>>
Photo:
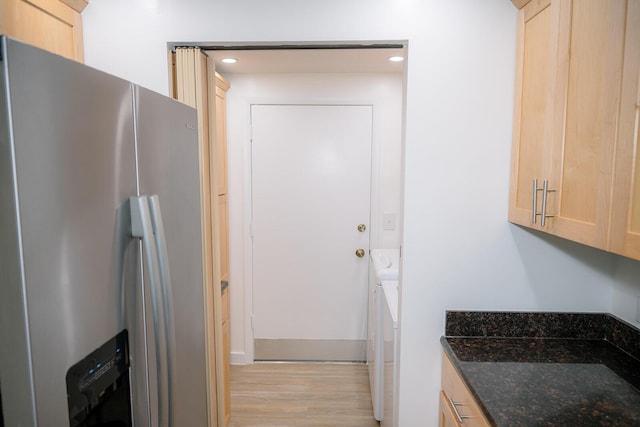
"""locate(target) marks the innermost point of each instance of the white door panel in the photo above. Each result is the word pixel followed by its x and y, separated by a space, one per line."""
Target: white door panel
pixel 311 180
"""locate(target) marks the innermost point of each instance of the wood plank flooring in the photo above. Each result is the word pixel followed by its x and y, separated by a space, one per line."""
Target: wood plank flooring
pixel 300 394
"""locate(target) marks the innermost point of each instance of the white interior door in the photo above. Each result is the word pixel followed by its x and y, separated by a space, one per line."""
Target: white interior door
pixel 311 188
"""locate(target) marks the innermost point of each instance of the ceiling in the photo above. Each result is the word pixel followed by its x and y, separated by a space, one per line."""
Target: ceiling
pixel 309 60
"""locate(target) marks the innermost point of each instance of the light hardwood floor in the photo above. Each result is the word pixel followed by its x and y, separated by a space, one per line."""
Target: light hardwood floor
pixel 301 394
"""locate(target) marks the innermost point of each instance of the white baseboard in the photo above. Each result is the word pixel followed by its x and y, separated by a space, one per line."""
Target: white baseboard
pixel 310 350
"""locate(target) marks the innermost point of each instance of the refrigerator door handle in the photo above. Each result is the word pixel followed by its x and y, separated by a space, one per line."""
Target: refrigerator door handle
pixel 166 295
pixel 142 227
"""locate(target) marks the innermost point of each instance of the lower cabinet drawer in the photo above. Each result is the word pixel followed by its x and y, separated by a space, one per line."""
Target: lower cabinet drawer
pixel 457 406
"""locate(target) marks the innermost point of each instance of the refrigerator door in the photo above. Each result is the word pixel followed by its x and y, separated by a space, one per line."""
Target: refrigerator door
pixel 67 169
pixel 167 146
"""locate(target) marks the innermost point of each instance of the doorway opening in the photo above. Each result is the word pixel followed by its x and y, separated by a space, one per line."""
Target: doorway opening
pixel 321 75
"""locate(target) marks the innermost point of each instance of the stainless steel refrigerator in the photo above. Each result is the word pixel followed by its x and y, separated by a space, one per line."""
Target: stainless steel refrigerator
pixel 101 293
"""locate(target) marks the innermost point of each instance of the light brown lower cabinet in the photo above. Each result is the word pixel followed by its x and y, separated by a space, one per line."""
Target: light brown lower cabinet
pixel 457 405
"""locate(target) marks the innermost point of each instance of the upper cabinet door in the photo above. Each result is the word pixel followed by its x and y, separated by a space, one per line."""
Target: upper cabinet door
pixel 568 91
pixel 625 224
pixel 535 79
pixel 590 58
pixel 52 25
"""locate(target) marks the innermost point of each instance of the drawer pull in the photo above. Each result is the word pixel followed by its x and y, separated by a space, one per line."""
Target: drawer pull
pixel 454 406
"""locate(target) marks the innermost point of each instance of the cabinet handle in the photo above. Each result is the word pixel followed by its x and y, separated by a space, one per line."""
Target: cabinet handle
pixel 545 190
pixel 453 404
pixel 534 209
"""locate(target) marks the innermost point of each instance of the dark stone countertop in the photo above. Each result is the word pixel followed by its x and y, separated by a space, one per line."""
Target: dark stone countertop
pixel 548 369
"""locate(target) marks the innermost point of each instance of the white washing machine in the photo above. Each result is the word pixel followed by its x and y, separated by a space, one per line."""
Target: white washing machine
pixel 389 352
pixel 384 266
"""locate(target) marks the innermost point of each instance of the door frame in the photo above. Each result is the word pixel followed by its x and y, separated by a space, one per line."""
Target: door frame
pixel 374 207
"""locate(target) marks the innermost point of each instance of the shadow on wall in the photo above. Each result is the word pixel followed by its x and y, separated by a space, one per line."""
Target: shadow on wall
pixel 625 300
pixel 564 275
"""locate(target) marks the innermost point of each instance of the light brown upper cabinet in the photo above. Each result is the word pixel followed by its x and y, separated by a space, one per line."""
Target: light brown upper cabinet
pixel 570 59
pixel 625 230
pixel 222 86
pixel 53 25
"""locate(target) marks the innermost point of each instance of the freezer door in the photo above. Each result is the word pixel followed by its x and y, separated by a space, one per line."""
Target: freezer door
pixel 168 167
pixel 67 169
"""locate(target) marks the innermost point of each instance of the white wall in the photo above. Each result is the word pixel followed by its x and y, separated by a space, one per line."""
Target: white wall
pixel 459 251
pixel 383 91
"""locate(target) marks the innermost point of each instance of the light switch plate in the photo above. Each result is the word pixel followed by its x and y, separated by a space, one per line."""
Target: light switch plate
pixel 388 221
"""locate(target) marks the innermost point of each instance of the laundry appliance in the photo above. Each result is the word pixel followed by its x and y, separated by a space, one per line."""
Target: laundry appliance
pixel 384 267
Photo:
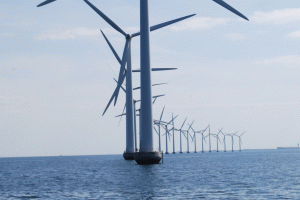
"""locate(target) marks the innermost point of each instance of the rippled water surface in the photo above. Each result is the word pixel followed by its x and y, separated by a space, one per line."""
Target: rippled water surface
pixel 252 174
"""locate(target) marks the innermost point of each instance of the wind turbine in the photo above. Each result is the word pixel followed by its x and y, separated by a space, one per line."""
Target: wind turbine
pixel 203 138
pixel 240 140
pixel 224 141
pixel 181 132
pixel 165 126
pixel 129 157
pixel 147 155
pixel 187 137
pixel 209 138
pixel 173 135
pixel 194 139
pixel 217 137
pixel 232 141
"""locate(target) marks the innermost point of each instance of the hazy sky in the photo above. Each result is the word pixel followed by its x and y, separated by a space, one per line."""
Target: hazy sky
pixel 57 73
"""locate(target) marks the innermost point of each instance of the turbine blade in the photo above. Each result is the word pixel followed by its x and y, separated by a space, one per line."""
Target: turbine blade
pixel 228 7
pixel 159 84
pixel 111 99
pixel 161 95
pixel 122 69
pixel 109 21
pixel 183 123
pixel 45 2
pixel 158 26
pixel 122 113
pixel 137 88
pixel 154 100
pixel 112 48
pixel 155 69
pixel 162 114
pixel 155 130
pixel 121 86
pixel 242 133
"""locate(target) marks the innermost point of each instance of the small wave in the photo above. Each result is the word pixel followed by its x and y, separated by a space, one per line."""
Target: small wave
pixel 25 196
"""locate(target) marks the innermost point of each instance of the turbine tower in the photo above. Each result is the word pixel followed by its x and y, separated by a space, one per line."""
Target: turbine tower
pixel 187 138
pixel 181 132
pixel 147 154
pixel 240 140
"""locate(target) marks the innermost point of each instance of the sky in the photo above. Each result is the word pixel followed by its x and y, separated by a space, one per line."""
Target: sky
pixel 56 73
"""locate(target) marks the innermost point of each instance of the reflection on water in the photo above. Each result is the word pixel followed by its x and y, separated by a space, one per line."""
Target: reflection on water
pixel 267 174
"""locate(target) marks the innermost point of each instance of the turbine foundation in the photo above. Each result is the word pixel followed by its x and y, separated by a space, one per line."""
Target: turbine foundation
pixel 147 158
pixel 128 156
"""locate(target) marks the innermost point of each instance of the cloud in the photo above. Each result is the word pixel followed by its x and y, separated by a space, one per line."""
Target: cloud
pixel 277 16
pixel 199 23
pixel 295 34
pixel 236 36
pixel 286 61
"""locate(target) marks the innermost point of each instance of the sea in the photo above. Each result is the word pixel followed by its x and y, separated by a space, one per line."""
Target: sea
pixel 249 174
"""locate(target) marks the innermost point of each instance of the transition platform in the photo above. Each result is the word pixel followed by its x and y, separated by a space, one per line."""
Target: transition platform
pixel 128 156
pixel 147 158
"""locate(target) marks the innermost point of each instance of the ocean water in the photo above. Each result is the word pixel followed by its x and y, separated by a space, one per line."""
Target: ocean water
pixel 250 174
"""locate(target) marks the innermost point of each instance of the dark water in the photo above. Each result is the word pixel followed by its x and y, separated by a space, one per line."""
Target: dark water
pixel 259 174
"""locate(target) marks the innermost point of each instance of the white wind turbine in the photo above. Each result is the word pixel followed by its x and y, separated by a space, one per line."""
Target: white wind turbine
pixel 173 129
pixel 181 131
pixel 218 139
pixel 203 138
pixel 224 141
pixel 165 126
pixel 187 137
pixel 128 72
pixel 147 155
pixel 232 140
pixel 194 139
pixel 240 140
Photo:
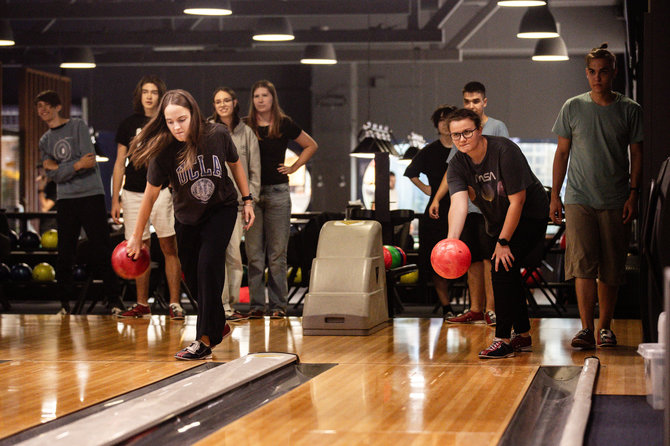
<<
Quote the lines starting with the one containing "the white wall" and going on through the one containing "pixel 388 221", reproducing each character for character.

"""locate(target) marks the innermost point of each instance of the white wall in the photo above. Each result is the word pixel followed by its x and y, separated by a space, one per line."""
Target: white wall
pixel 459 251
pixel 383 91
"""locate(target) marks the innermost point of each instance of the light switch plate in the photo above. Each result is the word pixel followed by its x and y, separated by a space, one per line."""
Target: light switch plate
pixel 388 221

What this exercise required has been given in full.